[Excerpts from a point labeling dataset]
-- start --

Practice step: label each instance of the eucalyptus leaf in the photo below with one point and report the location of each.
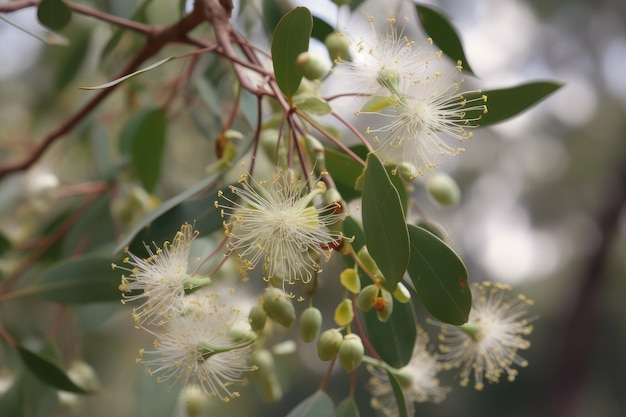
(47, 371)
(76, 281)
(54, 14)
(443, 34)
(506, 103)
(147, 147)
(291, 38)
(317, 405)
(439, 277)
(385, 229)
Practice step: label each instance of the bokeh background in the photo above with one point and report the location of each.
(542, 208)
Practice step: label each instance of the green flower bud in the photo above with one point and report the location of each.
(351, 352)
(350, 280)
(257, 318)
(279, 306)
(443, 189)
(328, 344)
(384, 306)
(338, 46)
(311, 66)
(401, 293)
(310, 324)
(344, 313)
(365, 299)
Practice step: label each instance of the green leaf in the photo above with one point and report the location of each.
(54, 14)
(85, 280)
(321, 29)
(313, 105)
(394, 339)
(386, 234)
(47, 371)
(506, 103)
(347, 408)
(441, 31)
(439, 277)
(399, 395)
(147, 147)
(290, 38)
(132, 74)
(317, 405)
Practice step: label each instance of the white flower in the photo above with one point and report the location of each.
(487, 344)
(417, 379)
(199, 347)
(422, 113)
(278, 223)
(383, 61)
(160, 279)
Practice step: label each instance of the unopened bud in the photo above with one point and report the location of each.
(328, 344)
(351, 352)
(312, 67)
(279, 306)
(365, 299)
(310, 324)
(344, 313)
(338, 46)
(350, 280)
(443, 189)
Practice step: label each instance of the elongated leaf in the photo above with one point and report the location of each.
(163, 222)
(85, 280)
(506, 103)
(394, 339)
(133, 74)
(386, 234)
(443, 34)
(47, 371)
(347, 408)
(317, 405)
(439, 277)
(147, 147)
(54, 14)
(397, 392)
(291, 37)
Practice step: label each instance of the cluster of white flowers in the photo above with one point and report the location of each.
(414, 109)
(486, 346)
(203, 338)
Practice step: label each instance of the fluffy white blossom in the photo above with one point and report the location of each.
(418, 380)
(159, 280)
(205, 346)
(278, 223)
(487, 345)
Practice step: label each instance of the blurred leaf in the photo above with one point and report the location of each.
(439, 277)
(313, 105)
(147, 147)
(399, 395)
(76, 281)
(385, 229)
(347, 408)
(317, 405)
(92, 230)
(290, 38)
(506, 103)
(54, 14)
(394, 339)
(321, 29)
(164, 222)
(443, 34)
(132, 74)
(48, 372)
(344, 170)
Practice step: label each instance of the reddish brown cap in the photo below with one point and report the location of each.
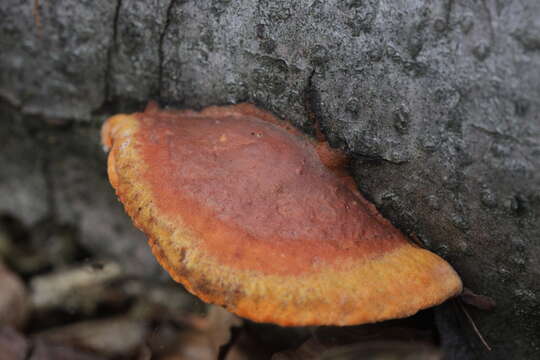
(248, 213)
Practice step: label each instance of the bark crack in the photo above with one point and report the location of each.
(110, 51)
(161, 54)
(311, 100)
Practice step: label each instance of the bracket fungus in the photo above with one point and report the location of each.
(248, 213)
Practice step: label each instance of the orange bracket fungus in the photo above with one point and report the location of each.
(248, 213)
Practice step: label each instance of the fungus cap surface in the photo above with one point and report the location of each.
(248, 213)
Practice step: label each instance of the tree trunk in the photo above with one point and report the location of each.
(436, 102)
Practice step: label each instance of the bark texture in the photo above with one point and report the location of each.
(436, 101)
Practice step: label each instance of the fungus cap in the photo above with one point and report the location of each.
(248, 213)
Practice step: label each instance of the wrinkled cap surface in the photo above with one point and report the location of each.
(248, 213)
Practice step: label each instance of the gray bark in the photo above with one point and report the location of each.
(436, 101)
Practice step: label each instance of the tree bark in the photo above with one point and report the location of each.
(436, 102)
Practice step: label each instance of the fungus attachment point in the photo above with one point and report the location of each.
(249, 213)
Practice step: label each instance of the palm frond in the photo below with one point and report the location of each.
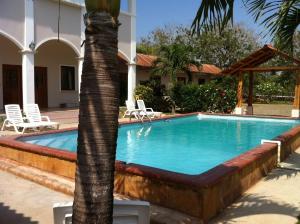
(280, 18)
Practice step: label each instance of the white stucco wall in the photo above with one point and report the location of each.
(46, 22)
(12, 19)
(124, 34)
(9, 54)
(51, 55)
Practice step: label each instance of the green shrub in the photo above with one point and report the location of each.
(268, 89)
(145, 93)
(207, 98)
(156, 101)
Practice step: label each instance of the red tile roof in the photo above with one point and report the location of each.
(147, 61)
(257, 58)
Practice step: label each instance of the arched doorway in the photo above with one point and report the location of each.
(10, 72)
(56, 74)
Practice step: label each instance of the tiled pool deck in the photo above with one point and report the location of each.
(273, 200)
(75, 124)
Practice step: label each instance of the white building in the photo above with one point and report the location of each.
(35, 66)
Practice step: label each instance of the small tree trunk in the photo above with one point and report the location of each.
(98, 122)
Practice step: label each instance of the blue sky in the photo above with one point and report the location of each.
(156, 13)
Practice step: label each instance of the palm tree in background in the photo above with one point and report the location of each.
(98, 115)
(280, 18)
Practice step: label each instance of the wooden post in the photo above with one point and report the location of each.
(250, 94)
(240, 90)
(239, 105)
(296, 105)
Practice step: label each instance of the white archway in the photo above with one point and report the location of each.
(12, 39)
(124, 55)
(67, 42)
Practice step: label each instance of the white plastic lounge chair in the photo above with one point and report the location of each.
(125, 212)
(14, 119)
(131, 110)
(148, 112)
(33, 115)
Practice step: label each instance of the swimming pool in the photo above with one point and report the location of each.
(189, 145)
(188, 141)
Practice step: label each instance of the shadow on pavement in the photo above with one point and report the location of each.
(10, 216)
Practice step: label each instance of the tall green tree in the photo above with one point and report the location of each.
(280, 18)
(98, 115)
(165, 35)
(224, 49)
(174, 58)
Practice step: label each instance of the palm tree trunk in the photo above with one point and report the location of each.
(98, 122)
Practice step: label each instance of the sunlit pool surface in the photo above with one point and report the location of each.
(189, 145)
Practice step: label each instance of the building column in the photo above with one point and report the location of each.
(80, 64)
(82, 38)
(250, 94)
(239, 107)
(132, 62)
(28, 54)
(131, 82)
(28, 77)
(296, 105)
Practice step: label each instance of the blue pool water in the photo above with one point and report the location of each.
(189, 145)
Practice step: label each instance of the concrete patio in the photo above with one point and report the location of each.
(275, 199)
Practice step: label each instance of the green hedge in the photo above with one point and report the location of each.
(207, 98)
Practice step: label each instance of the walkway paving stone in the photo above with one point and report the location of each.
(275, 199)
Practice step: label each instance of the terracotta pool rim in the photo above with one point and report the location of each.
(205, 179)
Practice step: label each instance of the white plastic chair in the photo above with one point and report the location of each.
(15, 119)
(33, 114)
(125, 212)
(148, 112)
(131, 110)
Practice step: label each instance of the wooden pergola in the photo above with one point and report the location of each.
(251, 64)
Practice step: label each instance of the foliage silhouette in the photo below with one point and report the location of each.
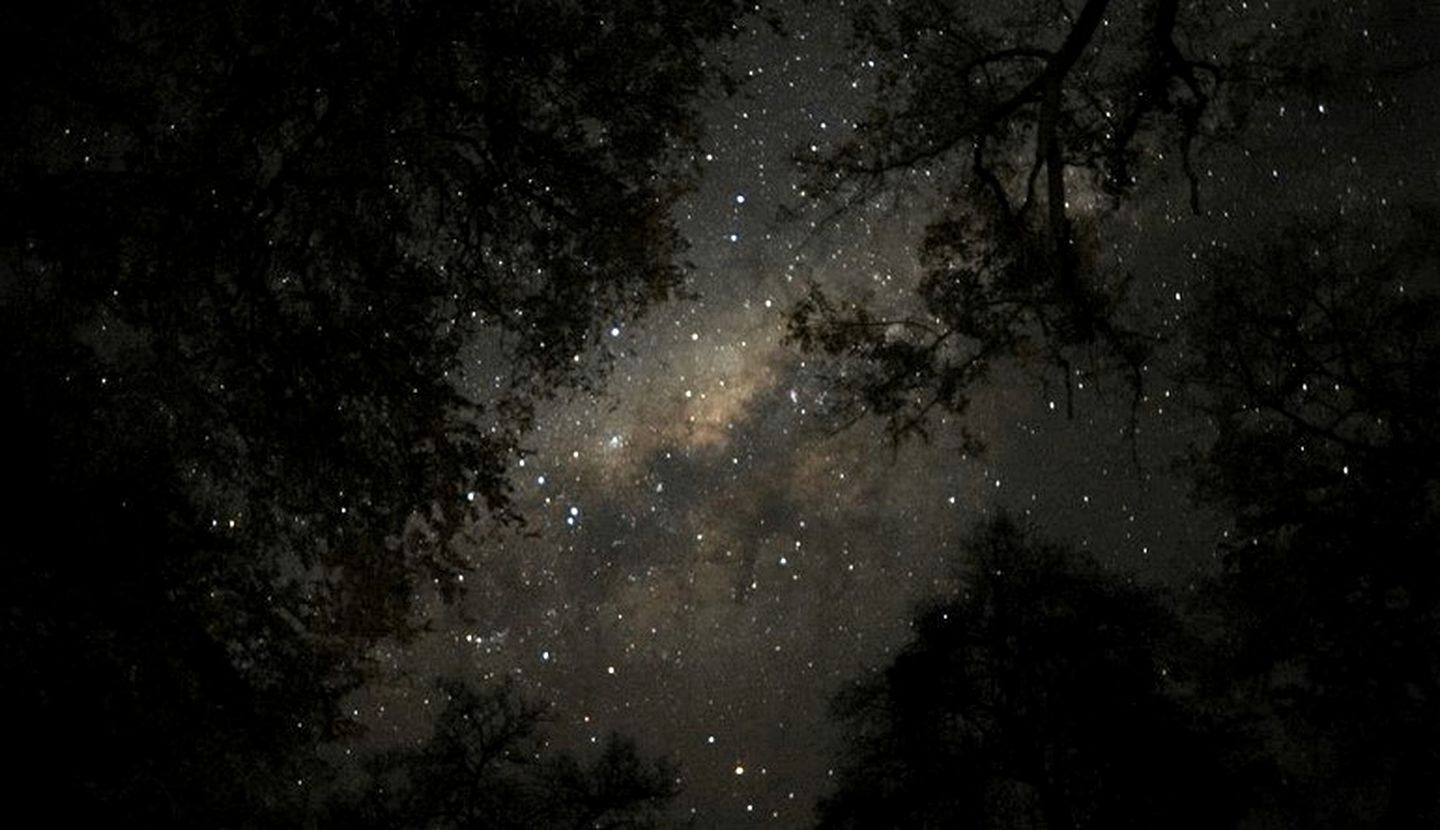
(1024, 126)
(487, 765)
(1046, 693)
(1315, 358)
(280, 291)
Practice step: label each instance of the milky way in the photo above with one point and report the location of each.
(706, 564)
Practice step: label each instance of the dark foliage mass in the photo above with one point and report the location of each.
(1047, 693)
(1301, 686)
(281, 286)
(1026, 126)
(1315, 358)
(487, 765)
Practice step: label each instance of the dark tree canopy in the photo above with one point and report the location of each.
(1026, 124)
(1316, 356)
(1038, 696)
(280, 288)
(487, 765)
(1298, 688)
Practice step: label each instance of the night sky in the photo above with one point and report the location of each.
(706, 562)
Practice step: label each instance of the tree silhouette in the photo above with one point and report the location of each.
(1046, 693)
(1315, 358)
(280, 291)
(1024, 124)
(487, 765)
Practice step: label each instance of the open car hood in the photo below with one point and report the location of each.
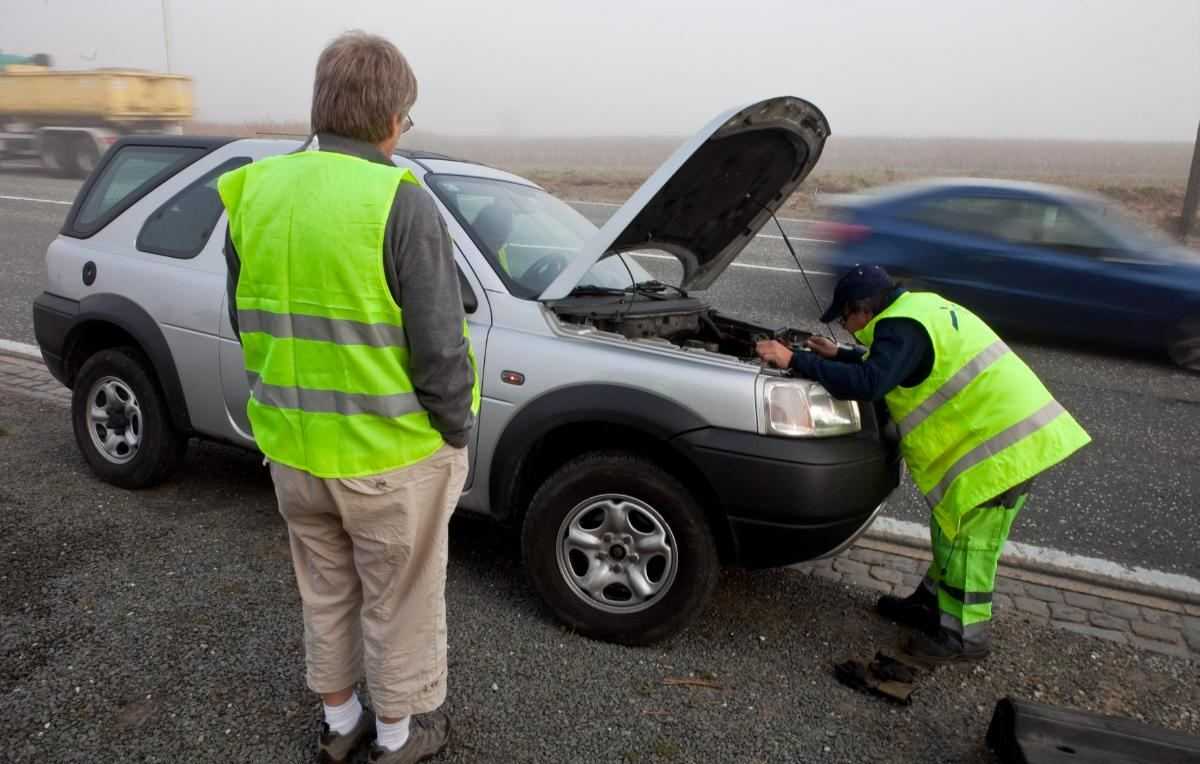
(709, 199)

-- end --

Copy every line of the data above word for word, omitting the pictures.

[EXPECTED OUTPUT]
Practice step: label each instance of the eucalyptus leaf in the photo below with one point and report the location of each.
(47, 371)
(76, 281)
(54, 14)
(443, 34)
(506, 103)
(147, 147)
(291, 38)
(317, 405)
(439, 277)
(385, 229)
Practice step: label each instance of the bokeh background in the photo above with one point and report the location of each.
(542, 208)
Practice step: label each instance of the green flower bud in the photo above with one point and report the location of each.
(351, 352)
(350, 280)
(257, 318)
(279, 306)
(443, 189)
(328, 344)
(384, 306)
(338, 46)
(311, 66)
(401, 293)
(310, 324)
(344, 313)
(365, 299)
Practice step: label each instance of the green leaf in the photo above with one point and report the location of each.
(54, 14)
(85, 280)
(321, 29)
(313, 105)
(394, 339)
(386, 234)
(47, 371)
(506, 103)
(347, 408)
(441, 31)
(439, 277)
(399, 395)
(147, 147)
(290, 38)
(132, 74)
(317, 405)
Practice step: label each instance of the white flower in the photo above with one point and report the location of each.
(487, 344)
(417, 379)
(199, 347)
(422, 113)
(278, 223)
(383, 61)
(160, 279)
Practice step: label each instance of the unopened bud in the photo above with one point and report the location of each.
(328, 344)
(351, 352)
(312, 67)
(279, 306)
(365, 299)
(310, 324)
(344, 313)
(338, 46)
(350, 280)
(443, 189)
Practice step: label each instance of the elongated leaf in the photo above with one point and report the location of each.
(163, 222)
(85, 280)
(506, 103)
(394, 339)
(133, 74)
(386, 234)
(443, 34)
(47, 371)
(347, 408)
(317, 405)
(439, 277)
(147, 147)
(54, 14)
(397, 392)
(291, 37)
Practice step: label each instance of the cluster of white flowers in the photo above with one point and report the location of each.
(414, 109)
(486, 346)
(203, 338)
Practice step: label each instance of the fluffy white blossom in the photo above with one point and report the location of each.
(418, 380)
(159, 280)
(205, 346)
(278, 223)
(487, 345)
Practice step: label each instance of the blurred leaf in the photo above with one point and report the location of each.
(439, 277)
(313, 105)
(147, 147)
(399, 395)
(76, 281)
(385, 229)
(347, 408)
(317, 405)
(92, 230)
(290, 38)
(506, 103)
(54, 14)
(394, 339)
(321, 29)
(164, 222)
(443, 34)
(132, 74)
(48, 372)
(344, 170)
Practice step: label each instance of the reddish brown cap in the photo below with one point and report the location of each.
(248, 213)
Practice step: label each instance of the bark crack in the photo above with one point and report the location of each.
(110, 51)
(161, 54)
(311, 100)
Practice step: label each instance of the bracket fungus in the photo above with one point and report the location of each.
(248, 213)
Practice step: label each instance of the orange bracket fungus in the photo above with one point and report the location of each.
(248, 213)
Practice step: label each instance of the fungus cap surface in the photo above with one point and report the location of each.
(248, 213)
Practice step: label each instance of the tree trunk in the photo above with one point and report the location of each.
(436, 102)
Practice step: label each instance of the bark texture in the photo above with one point and report the location of each.
(436, 101)
Practice step: label each instance of the fungus cap in the photo above with one point and report the location of each.
(248, 213)
Practice step: label each instance of the wrinkled cap surface in the photo above with one point and report the location of each.
(248, 213)
Practice step: label each instance of the gray bark in the photo above with one point and report the location of each.
(436, 101)
Practice step: label each instance of the tree bark in the photo above with one point and report the location of each.
(436, 102)
Practice step: label each instance of the fungus attachment point in the photo above with one point and report the location of each.
(249, 213)
Practice step: label each instance of the palm frond in the photo below with one point and report the location of each.
(280, 18)
Practice step: label each instance of the white stucco wall in the photo above with one point and report the location of each.
(46, 22)
(12, 19)
(124, 34)
(9, 54)
(51, 55)
Practice step: label each instance of the green shrub in the photo above with one point and report the location of each.
(268, 89)
(145, 93)
(207, 98)
(156, 101)
Practice step: label each instance of the red tile roof in the photo above with one point and report the location of each.
(147, 61)
(257, 58)
Practice step: label each instance of the arched doorway in the photo above with one point and report the location of each.
(10, 72)
(56, 74)
Practice step: label each instance of the tiled pool deck in the photo above with one point and report the location of each.
(273, 200)
(75, 124)
Practice step: label each instance of the white building in the photo above with one point and report the location of each.
(35, 66)
Practice step: label each instance of the small tree trunk in the photo above with one point and report the location of each.
(98, 122)
Practice step: label each instance of the blue sky in the photo above with one point and report the location of each.
(156, 13)
Practice step: label each instance of the palm tree in background in the photo above with one point and report the location of each.
(98, 115)
(280, 18)
Practice step: label each instance of the wooden post in the photo above with one point and report the location of each.
(250, 94)
(240, 90)
(239, 105)
(296, 105)
Practice step: label each instance of the white archway in the photo above with one point and report the location of each.
(12, 39)
(124, 55)
(67, 42)
Practice step: label each instance of the white plastic lounge chair in the photo above with one point and report the location of each.
(125, 212)
(14, 119)
(131, 110)
(148, 112)
(33, 115)
Practice step: label each instance of the swimming pool in the photo above with one point and report the location of each.
(189, 145)
(188, 141)
Practice step: label each instance of the shadow on pavement in the photo above with one point and report the location of each.
(10, 216)
Practice step: label each instance of the tall green tree in the photo above with one point and report the location of each.
(280, 18)
(98, 115)
(165, 35)
(224, 49)
(174, 58)
Practice step: label each instance of the palm tree trunk in the photo above with one point and report the location of each.
(98, 122)
Practice step: label each instance of the sunlit pool surface in the photo above with one point and report the location of each.
(189, 145)
Practice step: label each instance of the building column in the photo above with one point and report the location of each.
(80, 64)
(82, 38)
(250, 94)
(239, 107)
(132, 62)
(28, 54)
(131, 82)
(28, 77)
(296, 105)
Practice step: label each instance of the blue pool water in the photo above with one point and report the location of each.
(189, 145)
Practice step: label each instance of the concrete patio in the photo above with one point and report the location of each.
(275, 199)
Practice step: label each instance of the green hedge in the photo above with one point and report the location of each.
(207, 98)
Practice step: label each instance of the walkway paving stone in the photo above with one point and report the location of each.
(275, 199)
Practice step: label each instance of the terracotta pool rim in the photo above with one point and report the location of each.
(205, 179)
Practice step: label each instance of the white plastic chair in the photo above with one point and report the location of each.
(15, 119)
(33, 114)
(125, 212)
(148, 112)
(131, 110)
Practice step: label each instance of the wooden pergola in the photo above with one point and report the location of each.
(251, 64)
Practice step: label each instance of the foliage silhouette in the photo below with one point and report the location of each.
(1024, 126)
(487, 765)
(1046, 693)
(1315, 358)
(280, 291)
Practice step: label each instance of the milky way in the photo above with one point and report the location of each.
(706, 564)
Practice step: label each instance of the dark foliage mass in the photo above with one point and report the location of each.
(1047, 693)
(1301, 686)
(281, 286)
(1026, 126)
(1315, 358)
(487, 765)
Practice step: label each instance of the dark tree canopy in the photo above with one point and report the location of each.
(1026, 124)
(1316, 356)
(1038, 696)
(280, 288)
(487, 765)
(1298, 688)
Practice step: label each instance of the night sky in the photo above with one point and report the location of each.
(706, 562)
Practice step: label each instance of the tree silhouette in the photo above with one point and report the location of each.
(1046, 693)
(1315, 358)
(280, 291)
(1024, 124)
(487, 765)
Practice step: label each instance of the open car hood in the photo below with one point and report the location of each.
(709, 199)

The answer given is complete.